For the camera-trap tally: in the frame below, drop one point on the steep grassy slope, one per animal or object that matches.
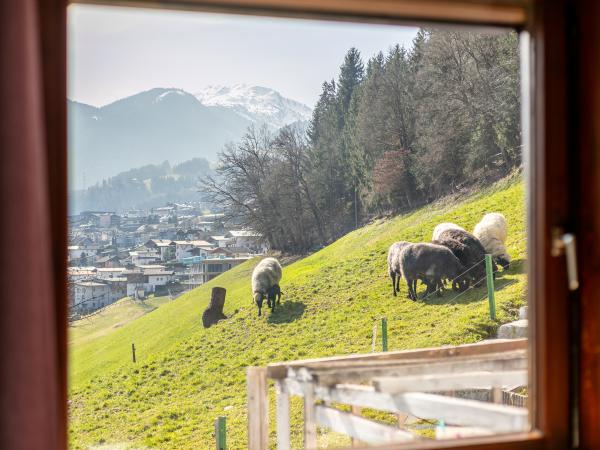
(186, 376)
(110, 318)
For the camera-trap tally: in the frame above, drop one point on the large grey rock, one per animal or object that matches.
(523, 311)
(214, 312)
(513, 330)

☆ ☆ ☆ ☆

JOB ▸ Give the listing above as a numbered list with blank lines skipped. Leave the pictures out.

THE COMPLETED TASK ▸
1. For the camera-trap tally: in the frame below, drop one point on the steep grassy slope, one per animal or object that matches.
2. (186, 376)
3. (110, 318)
4. For the camera-trap tally: in the frame above, drop one point on the large grey rock, one per animal or object that matches.
5. (523, 311)
6. (214, 312)
7. (513, 330)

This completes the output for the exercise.